◆ Görev listesi ◆
[a] Kılıçdaroğlu ile Uğur Dündar arasındaki tartışmayı aktaran haberden "Kemal Kılıçdaroğlu'ndan Uğur" ifadesinden aşağıda "yazısında, Kılıçdaroğlu'nu eleştirmişti." ifadesine kadar olan her şeyi aynen yazın.
[b] Kılıçdaroğlu ile Uğur Dündar arasındaki tartışmayı aktaran haberi, son cümlesinden sonra kaldığı yerden devam ettirin.

◆ Alıntı ◆
-------------------------
Kemal Kılıçdaroğlu'ndan Uğur Dündar'a çok sert sözler: 'Siyasi rüşvet aldınız' imasına susmam
CHP'nin 7. Genel Başkanı Kemal Kılıçdaroğlu, Gazeteci Uğur Dündar'ın son açıklamalarına sosyal medya hesabı üzerinden "Siyasi rüşvet aldınız" imasına susmam, bu birlikteliği bozdurmam!" yanıtını verdi. Dündar'dan da Kılıçdaroğlu'na yanıt geldi. Dündar, 7 Nisan'da kaleme aldığ köşe yazısında, Kılıçdaroğlu'nu eleştirmişti.
Kemal Kılıçdaroğlu, "Siz hiç değişmemişsiniz! Hala 1970’lerde, 80’lerde, 90’larda yaptığınızı yapmaya çalışıyorsunuz. Bu sefer olmaz!" dedi.
"Belki biraz kırıcı oldu ama kusura bakmayın Uğur Bey bunlar gerçekler" diyen Kılıçdaroğlu, "Bana, canlı yayınlarda Dış devletlerin ajanı olup olmadığımı soracak kadar dengenizi yitirdiniz, ses çıkarmadım" ifadelerini kullandı.
-------------------------
◆ Veri satırları ◆
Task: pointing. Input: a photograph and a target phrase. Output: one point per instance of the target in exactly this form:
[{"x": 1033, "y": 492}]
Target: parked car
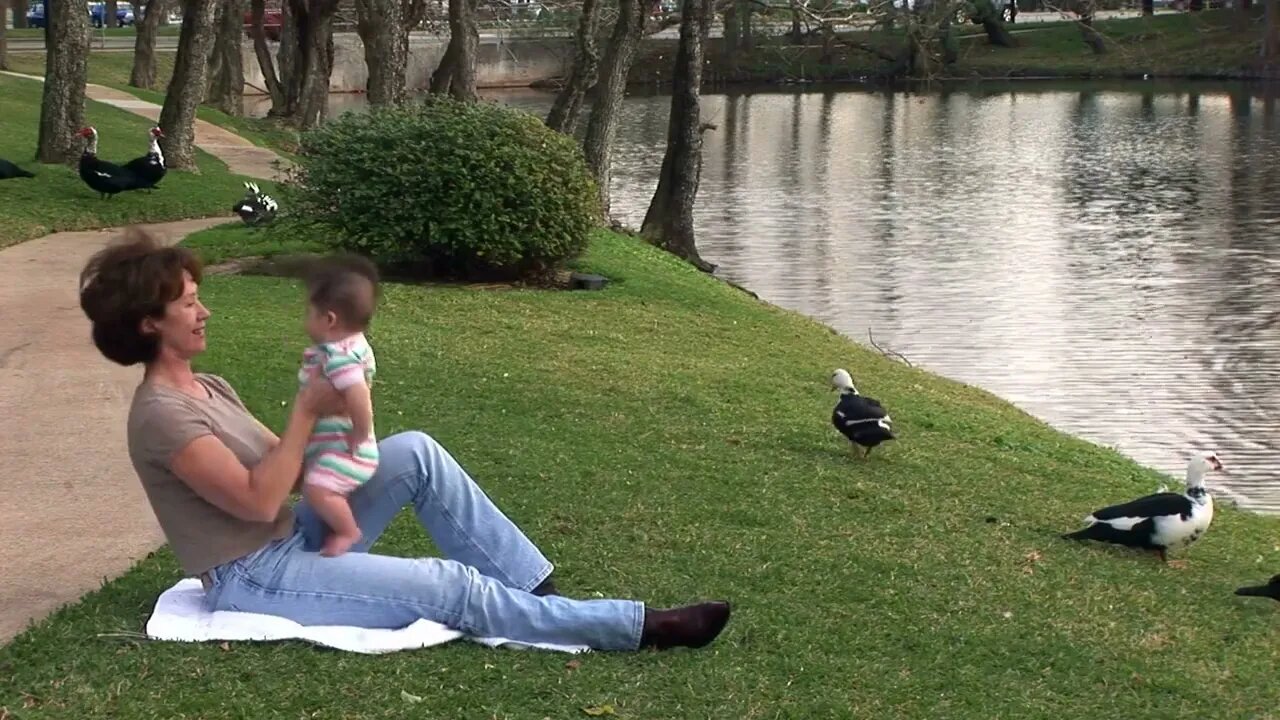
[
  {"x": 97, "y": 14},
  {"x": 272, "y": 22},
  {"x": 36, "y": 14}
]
-------------------------
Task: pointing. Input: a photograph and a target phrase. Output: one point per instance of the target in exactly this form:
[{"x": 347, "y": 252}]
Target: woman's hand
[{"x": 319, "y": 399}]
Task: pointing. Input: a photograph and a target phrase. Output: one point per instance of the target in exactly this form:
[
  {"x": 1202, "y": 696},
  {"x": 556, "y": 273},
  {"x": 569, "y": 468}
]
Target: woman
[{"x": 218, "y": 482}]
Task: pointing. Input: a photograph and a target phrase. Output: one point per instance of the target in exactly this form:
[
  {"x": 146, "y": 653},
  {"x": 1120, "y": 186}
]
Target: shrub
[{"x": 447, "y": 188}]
-------------------------
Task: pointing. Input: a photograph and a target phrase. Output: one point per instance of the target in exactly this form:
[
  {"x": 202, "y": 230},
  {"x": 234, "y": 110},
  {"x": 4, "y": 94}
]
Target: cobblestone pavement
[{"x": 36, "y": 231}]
-------------------------
◆ Görev yanıtları ◆
[a]
Kemal Kılıçdaroğlu'ndan Uğur Dündar'a çok sert sözler: 'Siyasi rüşvet aldınız' imasına susmam
CHP'nin 7. Genel Başkanı Kemal Kılıçdaroğlu, Gazeteci Uğur Dündar'ın son açıklamalarına sosyal medya hesabı üzerinden "Siyasi rüşvet aldınız" imasına susmam, bu birlikteliği bozdurmam!" yanıtını verdi. Dündar'dan da Kılıçdaroğlu'na yanıt geldi. Dündar, 7 Nisan'da kaleme aldığ köşe yazısında, Kılıçdaroğlu'nu eleştirmişti.

[b]
Kılıçdaroğlu, "Şahsıma dilediğiniz kadar saldırabilirsiniz ama kardeşliğimizi dinamitlemenize müsaade etmem. Kendi adaylığımı dayatmak için siyasi rüşvet dağıttım iddialarınıza susarım ama 6'lı masa bileşenlerine "siyasi rüşvet aldınız" imasına susmam, bu birlikteliği bozdurmam!" dedi.
"Toplumu kutuplaştırma, ayrıştırma, partimi yeniden halktan koparma çabaları ve çalışmaları olduğunu hissettiğim zaman Uğur Bey, siyasi arenada makosenlerimi tekrar giyerim ve bedeli ne olursa olsun bu uğurda mücadelemi veririm" diyen Kılıçdaroğlu, "Büyük emeklerle ve ödenen bedellerle tesis edilen bu kardeşlik yapısına, bu toplumsal ittifaka ve bu helalleşmeye saldırmayı sürdürürseniz, milletin uygarlık yolundaki bu anlaşmaya halel getirmeye çalışırsanız, bunun hesabını sorarım" şeklinde konuştu.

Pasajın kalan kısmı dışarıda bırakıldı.